[START OF DATA TO USE]
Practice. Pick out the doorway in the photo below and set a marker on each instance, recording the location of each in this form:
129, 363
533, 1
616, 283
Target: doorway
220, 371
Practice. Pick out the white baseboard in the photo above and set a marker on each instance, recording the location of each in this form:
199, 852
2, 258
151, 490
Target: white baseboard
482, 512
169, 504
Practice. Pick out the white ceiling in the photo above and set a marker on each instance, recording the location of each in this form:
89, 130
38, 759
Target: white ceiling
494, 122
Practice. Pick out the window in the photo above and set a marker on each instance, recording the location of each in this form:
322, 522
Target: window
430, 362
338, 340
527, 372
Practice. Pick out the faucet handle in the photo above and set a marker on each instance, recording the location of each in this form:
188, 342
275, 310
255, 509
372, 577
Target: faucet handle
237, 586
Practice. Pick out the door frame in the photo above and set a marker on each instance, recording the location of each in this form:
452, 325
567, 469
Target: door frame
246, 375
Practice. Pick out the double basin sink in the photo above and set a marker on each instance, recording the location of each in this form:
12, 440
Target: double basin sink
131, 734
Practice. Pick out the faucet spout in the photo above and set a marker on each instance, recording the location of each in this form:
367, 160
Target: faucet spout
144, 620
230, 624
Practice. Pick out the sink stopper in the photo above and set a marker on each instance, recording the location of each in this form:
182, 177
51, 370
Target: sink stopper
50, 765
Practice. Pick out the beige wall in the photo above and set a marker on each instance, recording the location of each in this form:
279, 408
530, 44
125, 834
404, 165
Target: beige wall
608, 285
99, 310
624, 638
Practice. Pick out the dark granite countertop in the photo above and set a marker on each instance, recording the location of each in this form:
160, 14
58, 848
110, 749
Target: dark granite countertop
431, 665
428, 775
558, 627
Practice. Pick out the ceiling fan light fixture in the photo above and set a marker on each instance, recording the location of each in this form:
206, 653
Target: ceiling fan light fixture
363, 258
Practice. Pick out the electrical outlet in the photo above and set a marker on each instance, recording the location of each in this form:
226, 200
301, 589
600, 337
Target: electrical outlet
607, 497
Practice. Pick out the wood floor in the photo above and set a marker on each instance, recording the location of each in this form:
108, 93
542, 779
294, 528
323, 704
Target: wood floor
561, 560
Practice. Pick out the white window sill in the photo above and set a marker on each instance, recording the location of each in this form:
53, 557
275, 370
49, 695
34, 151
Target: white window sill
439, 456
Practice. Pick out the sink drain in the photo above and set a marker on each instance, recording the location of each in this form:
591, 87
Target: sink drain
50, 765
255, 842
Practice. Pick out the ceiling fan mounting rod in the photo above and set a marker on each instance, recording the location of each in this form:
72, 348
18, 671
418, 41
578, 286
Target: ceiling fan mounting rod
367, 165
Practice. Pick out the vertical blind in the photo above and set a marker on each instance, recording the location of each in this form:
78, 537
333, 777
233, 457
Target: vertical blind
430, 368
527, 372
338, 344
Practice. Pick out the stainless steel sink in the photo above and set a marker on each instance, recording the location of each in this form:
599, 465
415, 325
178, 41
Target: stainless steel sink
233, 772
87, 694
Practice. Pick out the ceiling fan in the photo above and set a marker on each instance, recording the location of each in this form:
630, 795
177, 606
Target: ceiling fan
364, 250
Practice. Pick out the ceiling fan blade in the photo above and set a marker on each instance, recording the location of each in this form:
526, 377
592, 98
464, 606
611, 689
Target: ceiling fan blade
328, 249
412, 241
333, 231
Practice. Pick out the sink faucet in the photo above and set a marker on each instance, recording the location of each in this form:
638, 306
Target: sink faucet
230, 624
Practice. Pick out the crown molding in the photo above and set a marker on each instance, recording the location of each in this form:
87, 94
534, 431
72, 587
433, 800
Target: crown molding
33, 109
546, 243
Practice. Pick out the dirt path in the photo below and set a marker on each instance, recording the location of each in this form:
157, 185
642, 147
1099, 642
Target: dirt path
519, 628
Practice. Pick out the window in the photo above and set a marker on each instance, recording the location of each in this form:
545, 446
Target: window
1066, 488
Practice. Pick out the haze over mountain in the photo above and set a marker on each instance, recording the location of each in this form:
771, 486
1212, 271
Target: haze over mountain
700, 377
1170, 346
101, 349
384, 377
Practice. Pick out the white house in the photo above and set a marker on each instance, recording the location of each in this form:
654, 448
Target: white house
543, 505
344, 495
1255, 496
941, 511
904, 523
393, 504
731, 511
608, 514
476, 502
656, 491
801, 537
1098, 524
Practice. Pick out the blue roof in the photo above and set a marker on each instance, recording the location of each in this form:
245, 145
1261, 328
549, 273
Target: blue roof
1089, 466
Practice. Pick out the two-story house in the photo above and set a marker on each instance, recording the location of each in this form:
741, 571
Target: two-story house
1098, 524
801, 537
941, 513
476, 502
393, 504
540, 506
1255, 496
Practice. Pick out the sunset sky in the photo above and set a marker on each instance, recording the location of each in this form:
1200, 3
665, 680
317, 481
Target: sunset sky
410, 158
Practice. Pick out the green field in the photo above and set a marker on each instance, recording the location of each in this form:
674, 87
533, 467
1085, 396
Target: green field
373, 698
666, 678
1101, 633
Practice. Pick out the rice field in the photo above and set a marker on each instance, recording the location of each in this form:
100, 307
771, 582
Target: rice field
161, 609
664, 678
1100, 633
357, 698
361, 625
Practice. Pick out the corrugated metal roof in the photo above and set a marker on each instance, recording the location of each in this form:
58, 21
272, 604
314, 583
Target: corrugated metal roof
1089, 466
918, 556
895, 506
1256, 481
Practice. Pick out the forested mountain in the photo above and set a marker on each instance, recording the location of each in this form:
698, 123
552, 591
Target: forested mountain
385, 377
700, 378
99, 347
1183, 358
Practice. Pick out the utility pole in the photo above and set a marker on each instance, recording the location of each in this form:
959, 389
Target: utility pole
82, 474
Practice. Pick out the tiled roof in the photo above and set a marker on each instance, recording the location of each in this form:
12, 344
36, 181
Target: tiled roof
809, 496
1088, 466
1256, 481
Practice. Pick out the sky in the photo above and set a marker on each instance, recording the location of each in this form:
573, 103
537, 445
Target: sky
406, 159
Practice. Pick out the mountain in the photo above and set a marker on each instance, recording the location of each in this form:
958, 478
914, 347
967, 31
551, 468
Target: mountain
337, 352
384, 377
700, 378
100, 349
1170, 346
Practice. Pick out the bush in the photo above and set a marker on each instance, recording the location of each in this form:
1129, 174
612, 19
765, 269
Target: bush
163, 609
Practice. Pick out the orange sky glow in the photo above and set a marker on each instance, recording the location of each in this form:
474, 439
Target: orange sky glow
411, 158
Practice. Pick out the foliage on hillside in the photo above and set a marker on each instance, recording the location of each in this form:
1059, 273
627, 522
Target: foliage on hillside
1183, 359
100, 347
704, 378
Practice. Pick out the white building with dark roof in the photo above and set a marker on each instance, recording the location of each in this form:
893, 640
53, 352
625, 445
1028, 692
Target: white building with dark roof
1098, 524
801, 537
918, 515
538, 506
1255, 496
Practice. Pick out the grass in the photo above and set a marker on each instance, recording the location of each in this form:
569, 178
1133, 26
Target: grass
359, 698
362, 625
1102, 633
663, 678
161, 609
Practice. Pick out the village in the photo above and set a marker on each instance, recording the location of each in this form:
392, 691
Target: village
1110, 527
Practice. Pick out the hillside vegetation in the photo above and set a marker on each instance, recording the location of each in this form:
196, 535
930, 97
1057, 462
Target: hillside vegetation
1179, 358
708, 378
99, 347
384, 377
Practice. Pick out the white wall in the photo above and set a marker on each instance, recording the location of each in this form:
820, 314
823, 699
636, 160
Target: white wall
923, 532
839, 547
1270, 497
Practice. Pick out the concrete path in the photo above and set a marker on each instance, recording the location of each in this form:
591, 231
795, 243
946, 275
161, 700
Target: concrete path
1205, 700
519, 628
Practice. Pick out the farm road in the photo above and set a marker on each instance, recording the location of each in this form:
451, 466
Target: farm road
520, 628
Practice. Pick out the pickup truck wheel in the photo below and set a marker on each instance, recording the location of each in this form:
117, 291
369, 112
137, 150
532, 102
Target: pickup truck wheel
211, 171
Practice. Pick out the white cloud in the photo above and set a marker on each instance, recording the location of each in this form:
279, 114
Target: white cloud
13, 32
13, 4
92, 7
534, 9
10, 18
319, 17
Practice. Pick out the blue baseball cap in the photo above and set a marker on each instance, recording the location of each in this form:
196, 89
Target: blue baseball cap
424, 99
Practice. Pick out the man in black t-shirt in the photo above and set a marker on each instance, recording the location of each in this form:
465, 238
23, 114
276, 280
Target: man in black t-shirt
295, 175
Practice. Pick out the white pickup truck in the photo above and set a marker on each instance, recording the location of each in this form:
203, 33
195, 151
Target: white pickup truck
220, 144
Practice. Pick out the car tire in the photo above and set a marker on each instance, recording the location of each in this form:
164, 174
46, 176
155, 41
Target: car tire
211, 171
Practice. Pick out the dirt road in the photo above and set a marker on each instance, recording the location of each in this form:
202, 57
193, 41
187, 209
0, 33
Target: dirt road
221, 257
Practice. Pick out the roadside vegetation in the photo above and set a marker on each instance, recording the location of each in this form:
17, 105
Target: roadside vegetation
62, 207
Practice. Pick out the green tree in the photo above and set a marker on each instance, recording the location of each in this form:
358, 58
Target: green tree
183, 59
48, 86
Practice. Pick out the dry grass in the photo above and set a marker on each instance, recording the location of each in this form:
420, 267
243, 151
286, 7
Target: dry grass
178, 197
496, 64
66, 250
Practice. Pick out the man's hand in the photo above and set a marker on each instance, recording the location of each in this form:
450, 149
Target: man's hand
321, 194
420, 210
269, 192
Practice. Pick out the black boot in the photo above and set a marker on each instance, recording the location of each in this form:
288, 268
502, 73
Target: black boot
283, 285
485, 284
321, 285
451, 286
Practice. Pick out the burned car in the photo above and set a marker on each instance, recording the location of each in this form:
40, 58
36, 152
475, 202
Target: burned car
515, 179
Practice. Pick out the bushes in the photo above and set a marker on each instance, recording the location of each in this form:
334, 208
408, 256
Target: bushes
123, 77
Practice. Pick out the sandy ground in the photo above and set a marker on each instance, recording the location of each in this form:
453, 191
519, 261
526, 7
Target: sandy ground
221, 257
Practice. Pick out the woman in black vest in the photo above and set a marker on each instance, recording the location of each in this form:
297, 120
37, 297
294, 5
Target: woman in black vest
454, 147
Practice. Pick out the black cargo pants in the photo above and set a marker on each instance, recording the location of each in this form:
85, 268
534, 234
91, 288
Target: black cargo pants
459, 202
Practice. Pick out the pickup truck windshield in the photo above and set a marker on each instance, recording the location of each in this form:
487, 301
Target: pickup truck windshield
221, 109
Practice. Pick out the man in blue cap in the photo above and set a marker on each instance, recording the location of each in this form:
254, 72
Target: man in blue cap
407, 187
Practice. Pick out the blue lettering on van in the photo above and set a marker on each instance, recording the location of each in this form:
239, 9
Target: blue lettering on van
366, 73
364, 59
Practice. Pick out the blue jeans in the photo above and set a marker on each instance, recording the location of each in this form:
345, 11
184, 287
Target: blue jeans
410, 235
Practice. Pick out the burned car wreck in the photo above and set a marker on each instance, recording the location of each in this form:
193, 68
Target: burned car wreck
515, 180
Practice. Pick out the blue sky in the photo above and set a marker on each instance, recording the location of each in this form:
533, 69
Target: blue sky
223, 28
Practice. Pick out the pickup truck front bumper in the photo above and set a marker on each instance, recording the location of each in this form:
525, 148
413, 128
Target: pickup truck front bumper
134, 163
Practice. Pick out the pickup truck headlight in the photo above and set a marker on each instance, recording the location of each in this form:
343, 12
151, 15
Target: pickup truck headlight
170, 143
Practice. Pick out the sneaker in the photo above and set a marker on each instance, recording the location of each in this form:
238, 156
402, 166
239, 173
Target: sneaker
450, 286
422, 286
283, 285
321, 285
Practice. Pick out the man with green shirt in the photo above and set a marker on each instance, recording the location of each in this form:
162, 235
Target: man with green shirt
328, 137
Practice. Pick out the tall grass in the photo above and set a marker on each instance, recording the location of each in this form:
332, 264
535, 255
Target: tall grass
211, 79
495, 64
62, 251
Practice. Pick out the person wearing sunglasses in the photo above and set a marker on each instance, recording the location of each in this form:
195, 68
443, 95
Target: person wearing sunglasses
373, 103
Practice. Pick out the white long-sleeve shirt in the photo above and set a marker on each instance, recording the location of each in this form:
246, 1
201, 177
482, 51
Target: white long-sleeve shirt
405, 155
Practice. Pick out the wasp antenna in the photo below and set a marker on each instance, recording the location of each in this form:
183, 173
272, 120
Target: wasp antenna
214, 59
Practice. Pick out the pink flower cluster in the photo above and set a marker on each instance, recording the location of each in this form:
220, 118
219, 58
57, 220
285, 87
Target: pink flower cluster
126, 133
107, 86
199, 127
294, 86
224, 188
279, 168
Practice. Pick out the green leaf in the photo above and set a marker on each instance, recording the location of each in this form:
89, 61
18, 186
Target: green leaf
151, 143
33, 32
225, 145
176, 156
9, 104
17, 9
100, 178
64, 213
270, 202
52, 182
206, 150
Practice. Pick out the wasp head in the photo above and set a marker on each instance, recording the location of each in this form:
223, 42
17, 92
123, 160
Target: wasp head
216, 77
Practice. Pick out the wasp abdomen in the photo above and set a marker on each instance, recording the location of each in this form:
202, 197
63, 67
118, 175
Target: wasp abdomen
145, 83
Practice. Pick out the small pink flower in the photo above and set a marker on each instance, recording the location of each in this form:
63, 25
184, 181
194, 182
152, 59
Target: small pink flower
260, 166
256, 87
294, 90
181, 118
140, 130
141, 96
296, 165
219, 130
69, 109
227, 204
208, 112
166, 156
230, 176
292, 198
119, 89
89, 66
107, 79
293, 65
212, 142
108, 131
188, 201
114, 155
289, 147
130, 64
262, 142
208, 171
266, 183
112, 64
[END OF DATA TO USE]
## GIVEN TASK
Locate the line with "Practice. Pick out the green leaf" in the entries above; extract it and every line after it, verbatim.

## SOLUTION TO THE EXERCISE
Practice. Pick out the green leaf in the photo above and set a marker on each instance, recording the location of each in this form:
89, 61
18, 186
Target: green leaf
151, 143
33, 32
225, 145
176, 156
9, 104
17, 9
100, 178
64, 213
270, 202
52, 182
206, 150
Practice. Pick out the wasp head in the photo above and set a marker on each instance, recording the location of each in this form:
223, 42
17, 92
123, 160
Target: wasp head
216, 77
Practice. Pick out the wasp abdomen in the photo above and set a marker on each instance, recording the location of each in this form:
202, 197
63, 67
118, 175
Target: wasp abdomen
145, 83
Practice. Pick out the small pink flower in the photo above and set a marker on each instance, recording the location of each in this form:
63, 25
184, 181
194, 182
152, 59
Target: small pink flower
260, 166
256, 87
294, 90
181, 118
140, 130
141, 96
296, 165
219, 130
69, 109
227, 204
208, 112
166, 156
230, 176
292, 198
119, 89
89, 66
107, 79
293, 65
212, 142
108, 131
188, 201
114, 155
289, 147
130, 64
262, 142
208, 171
266, 183
112, 64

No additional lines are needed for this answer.